Request A: In the blog excerpt, how much do current and retired educators save during Borders Educator Appreciation Week?
Request B: Collect every line of the records that contains the string "ford", treating uppercase and lowercase as different.

Text extract start

Tuesday, September 22, 2009

Borders Educator Appreciation Week

Borders Educator Appreciation Week runs September 29-October 7. Current and retired educators save 30% off the list price o purchases for personal or classroom use. Now you can buy all the graphic novels you want! Just bring proof of your educator status.

Some other Educator Appreciation Week events/specials:

  • Teacher Town Hall Meeting with networking, refreshments, and giveaways: Tuesday, September 29 at 7 p.m.
  • Where the Wild Things Are Wild Rumpus Teacher Celebration with activities, crafts, giveaways, and more for the whole family: Friday, October 2 at 6 p.m.
  • Borders Classroom Discount Card: Educators receive 25% off purchases for their classroom every day!
-who can save: Individual teachers, from preschool through high school, as well as school librarians and homeschool educators.
-how you benefit: Save 25% off the list price of books and music CDs and 10% off the list price of DVDs for professional use.
-how to get a card: Applications are available at all Borders stores, and signing up is completely free. You'll need to show proof of your educator status when you submit your application. Homeschool educators will need to document certification in states that require certification.

Wednesday, September 16, 2009

Inatimate Alice


"Inanimate Alice" is an interactive, online narrative that "tells the story of Alice, a young girl growing up in the first half of the 21st century, and her imaginary digital friend, Brad." Alice's life spans ten episodes, where readers see her grow from a child into a twenty-something animator/designer with a games company.

According to the website:

Because the level of interactivity starts out low in episode one, increasing with each subsequent episode in order to reflect Alice's own growing abilities, we've found that we can take an audience unfamiliar with multimedia fiction with us. Educators like "Inanimate Alice" because of this; students from primary to post-graduate level find the work engaging.

...But how can teachers successfully integrate new media literacies into the classroom?

"Inanimate Alice" is easily assimilated into learning environments; its use of multimodality (images, sounds, text, interaction) enables students to see storytelling in a new, multi-sensory light. "Inanimate Alice" is a new media fiction that allows students to develop multiple literacies (literary, cinematic, artistic, etc.) in combination with the highly collaborative and participatory nature of the online environment.

Well, you already know that Teaching Graphic Novels embraces this multiple-literacies approach and encourages teaching both print-text and image literacies. So go meet Alice! Teachers can even request a free downloadable education pack to use with the stories in their classroom.

Wednesday, September 9, 2009

The best of the best: K-4 graphic novel recommendations

With the explosion of graphic novels for younger kids, it can be hard to know where to begin. Luckily, literacy education consultant and graphic novel expert Peter Gutiérrez has done the hard work for you. He offers a nice round-up in School Library Journal of great graphic novels for the K-4 crowd that have recently been published but often overlooked.

Thursday, September 3, 2009

Great Graphic Novel Resource

Hi everyone!  

I hope you are all doing well and enjoying the start of the new school year.  

I just wanted to offer everyone a quick link to an excellent graphic novel resource maintained by my new friend Stergios Botzakis.  Enjoy and thanks Stergios!

Text extract end
Records supplied start

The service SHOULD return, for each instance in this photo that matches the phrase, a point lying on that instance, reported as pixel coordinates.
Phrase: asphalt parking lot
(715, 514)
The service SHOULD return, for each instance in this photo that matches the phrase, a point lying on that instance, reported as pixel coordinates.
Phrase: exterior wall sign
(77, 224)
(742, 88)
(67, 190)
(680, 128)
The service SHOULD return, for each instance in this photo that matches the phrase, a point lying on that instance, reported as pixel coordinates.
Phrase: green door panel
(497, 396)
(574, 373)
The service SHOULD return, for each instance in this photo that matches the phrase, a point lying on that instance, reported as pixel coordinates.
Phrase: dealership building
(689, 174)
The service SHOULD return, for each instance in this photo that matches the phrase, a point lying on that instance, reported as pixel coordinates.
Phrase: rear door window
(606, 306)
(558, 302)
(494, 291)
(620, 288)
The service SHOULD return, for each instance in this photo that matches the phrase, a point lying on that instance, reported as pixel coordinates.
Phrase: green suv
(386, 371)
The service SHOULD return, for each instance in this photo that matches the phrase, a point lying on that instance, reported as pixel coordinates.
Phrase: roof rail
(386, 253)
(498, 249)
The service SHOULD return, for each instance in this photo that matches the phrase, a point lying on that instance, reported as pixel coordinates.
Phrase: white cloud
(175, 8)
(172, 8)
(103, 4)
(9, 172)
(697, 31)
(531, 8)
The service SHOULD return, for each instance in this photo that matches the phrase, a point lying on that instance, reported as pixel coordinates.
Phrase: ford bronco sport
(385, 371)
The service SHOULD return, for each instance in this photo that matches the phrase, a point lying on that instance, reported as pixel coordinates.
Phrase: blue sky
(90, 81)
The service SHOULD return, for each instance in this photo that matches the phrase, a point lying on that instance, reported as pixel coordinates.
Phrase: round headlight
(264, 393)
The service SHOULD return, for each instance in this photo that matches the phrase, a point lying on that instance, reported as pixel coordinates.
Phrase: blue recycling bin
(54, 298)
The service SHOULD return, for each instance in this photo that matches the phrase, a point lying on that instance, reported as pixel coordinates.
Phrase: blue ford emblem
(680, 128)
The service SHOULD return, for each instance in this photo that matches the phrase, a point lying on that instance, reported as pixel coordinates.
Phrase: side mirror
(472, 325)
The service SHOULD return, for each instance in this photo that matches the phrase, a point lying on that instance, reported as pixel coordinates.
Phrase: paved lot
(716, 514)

Records supplied end
Records supplied start

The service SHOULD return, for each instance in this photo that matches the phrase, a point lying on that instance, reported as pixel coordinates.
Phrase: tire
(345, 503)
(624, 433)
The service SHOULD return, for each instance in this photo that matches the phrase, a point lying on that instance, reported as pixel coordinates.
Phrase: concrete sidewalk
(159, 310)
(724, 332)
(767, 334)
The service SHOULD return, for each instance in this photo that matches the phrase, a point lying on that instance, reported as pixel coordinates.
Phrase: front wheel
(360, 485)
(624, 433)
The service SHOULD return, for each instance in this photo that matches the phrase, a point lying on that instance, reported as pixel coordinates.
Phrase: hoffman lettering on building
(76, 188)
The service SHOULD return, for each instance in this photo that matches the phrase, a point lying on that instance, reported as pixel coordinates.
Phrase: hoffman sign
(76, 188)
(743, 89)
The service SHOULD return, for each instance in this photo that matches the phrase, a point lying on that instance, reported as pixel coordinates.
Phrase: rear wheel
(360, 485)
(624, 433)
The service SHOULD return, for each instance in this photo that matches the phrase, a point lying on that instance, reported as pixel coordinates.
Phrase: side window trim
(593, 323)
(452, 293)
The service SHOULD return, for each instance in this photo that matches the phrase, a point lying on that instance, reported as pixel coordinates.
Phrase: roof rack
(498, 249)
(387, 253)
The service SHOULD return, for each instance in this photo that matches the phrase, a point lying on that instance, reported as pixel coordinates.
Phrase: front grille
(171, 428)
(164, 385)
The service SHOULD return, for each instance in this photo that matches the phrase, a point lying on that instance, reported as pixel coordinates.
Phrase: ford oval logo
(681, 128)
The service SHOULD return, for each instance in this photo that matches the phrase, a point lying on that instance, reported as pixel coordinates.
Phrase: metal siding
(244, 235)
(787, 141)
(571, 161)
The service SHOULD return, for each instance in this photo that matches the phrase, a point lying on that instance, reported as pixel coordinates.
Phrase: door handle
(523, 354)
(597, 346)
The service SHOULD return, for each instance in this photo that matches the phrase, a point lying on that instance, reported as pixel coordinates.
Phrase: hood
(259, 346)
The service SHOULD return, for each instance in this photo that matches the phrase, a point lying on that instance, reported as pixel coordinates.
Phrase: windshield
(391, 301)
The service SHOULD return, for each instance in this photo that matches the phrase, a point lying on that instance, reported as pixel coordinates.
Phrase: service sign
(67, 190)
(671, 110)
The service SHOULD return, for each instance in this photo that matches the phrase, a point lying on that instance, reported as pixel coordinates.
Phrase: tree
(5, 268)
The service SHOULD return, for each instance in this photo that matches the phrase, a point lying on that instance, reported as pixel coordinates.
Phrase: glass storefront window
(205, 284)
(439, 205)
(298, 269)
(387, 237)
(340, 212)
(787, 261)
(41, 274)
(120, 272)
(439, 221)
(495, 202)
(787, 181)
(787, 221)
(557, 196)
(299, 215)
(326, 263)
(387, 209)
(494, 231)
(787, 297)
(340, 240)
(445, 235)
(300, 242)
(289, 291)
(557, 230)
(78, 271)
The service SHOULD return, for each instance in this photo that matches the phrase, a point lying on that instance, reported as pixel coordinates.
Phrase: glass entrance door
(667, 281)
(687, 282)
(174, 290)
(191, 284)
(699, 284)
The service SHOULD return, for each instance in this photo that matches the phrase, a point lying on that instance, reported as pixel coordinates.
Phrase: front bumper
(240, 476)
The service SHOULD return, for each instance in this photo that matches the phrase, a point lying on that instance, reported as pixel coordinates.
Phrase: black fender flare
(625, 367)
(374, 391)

Records supplied end

Expected answer A: 30% off the list price of purchases for personal or classroom use.

Expected answer B:
Phrase: ford bronco sport
Phrase: blue ford emblem
Phrase: ford oval logo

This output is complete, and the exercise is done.